> [Written tasks]
- a) Render this sentence from the Detroit excerpt in Spanish: "While the council is digging Detroit's grave, Mr. Bing is performing triage."
- b) Write out word for word everything in the Detroit excerpt from "While the council" down to "city has estimated.".

> [Extract]

Thus, no government (city, state or federal) can bailout a company, and neither can it bailout itself.
And to finish the point, public and private sector unions are not the sources of their own funds either.
Motown's Mental Breakdown is subtitled 'As unions and the city council resist reforms, bankruptcy looms:'
"The political gospel according to Democrats is that
the auto bailout saved Detroit. If only it were so. Alas, costly labor
agreements have driven Motown like GM and Chrysler to disrepair. Perhaps the
only fix now is to let Detroit go bankrupt.
Michigan lawmakers have kept Detroit on life support for the past six months
and may need to do so indefinitely barring a miraculous economic recovery. The
city will run out of cash this month unless the state releases $30 million in
bond proceeds, which are being held in escrow under a consent agreement that
council members reluctantly approved in April. The rescue package ties $137
million in state aid to reforms and lets Mayor Dave Bing redo labor
contracts.
The city has already drawn $40 million from the state drip and may soon be
cut off since council members last month rejected a contract for a legal firm to
advise the mayor, a condition of further aid. . . .
While the council is digging Detroit's grave, Mr. Bing is performing triage.
The Democratic mayor has slashed wages across the board by 10%; increased health
premiums and co-pays; reduced current-worker pensions and suspended retirees'
2.25% cost-of-living raises. This quadruple bypass operation will save about $60
million this year, but the city will still likely end the fiscal year next June
$50 million in the red.
Meanwhile, third-party actuaries are pegging the city's retirement
liabilities at $11 billion, nearly twice as much as the city has estimated.
Detroit will spend $160 million this year and $135 million in 2013 on retiree
benefits even after Mr. Bing's labor reforms are phased in. Some of the problem
is demographic and has been exacerbated by defined-benefit pensions that let
workers retire in their 40s. Many retirees living into their 80s are drawing
benefits for nearly twice as long as they work.

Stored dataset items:
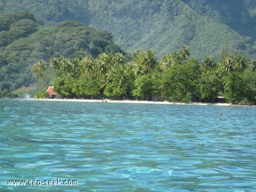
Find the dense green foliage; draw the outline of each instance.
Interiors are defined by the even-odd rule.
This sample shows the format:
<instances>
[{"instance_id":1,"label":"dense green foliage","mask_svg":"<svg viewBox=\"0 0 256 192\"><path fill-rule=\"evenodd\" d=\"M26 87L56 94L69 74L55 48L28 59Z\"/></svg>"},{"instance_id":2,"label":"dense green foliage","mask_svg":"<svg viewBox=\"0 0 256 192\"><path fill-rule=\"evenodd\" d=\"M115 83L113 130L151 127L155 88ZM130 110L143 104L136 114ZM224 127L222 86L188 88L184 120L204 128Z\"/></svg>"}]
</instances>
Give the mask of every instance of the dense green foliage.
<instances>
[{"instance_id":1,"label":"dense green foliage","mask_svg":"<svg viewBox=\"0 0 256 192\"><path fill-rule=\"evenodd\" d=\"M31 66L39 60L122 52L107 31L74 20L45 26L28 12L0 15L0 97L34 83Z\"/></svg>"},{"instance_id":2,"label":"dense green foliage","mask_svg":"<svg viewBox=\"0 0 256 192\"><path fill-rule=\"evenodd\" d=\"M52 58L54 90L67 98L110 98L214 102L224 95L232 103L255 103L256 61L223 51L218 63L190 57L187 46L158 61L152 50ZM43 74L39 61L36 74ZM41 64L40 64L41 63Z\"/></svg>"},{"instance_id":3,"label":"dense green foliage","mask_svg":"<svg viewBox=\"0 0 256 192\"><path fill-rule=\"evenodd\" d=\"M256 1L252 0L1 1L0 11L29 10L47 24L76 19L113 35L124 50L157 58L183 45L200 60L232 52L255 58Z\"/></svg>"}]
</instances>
==
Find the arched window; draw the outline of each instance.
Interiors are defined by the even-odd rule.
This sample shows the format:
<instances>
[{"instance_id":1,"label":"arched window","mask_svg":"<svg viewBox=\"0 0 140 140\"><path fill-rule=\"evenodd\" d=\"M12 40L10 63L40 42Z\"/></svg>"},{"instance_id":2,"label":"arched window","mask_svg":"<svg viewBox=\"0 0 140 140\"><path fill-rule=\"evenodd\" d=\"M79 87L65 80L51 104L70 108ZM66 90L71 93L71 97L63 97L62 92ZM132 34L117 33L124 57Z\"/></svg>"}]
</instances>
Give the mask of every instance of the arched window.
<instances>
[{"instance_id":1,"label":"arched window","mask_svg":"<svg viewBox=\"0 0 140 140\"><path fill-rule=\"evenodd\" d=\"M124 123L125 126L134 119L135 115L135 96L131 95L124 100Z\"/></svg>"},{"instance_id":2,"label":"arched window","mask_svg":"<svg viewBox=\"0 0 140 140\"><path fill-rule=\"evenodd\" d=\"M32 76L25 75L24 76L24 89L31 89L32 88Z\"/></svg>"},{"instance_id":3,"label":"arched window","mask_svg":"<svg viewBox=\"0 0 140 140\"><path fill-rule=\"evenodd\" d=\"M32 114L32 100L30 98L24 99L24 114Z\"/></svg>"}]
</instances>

> [Results of the exercise]
- a) Mientras el concejo cava la tumba de Detroit, el Sr. Bing está practicando un triaje.

- b)
While the council is digging Detroit's grave, Mr. Bing is performing triage.
The Democratic mayor has slashed wages across the board by 10%; increased health
premiums and co-pays; reduced current-worker pensions and suspended retirees'
2.25% cost-of-living raises. This quadruple bypass operation will save about $60
million this year, but the city will still likely end the fiscal year next June
$50 million in the red.
Meanwhile, third-party actuaries are pegging the city's retirement
liabilities at $11 billion, nearly twice as much as the city has estimated.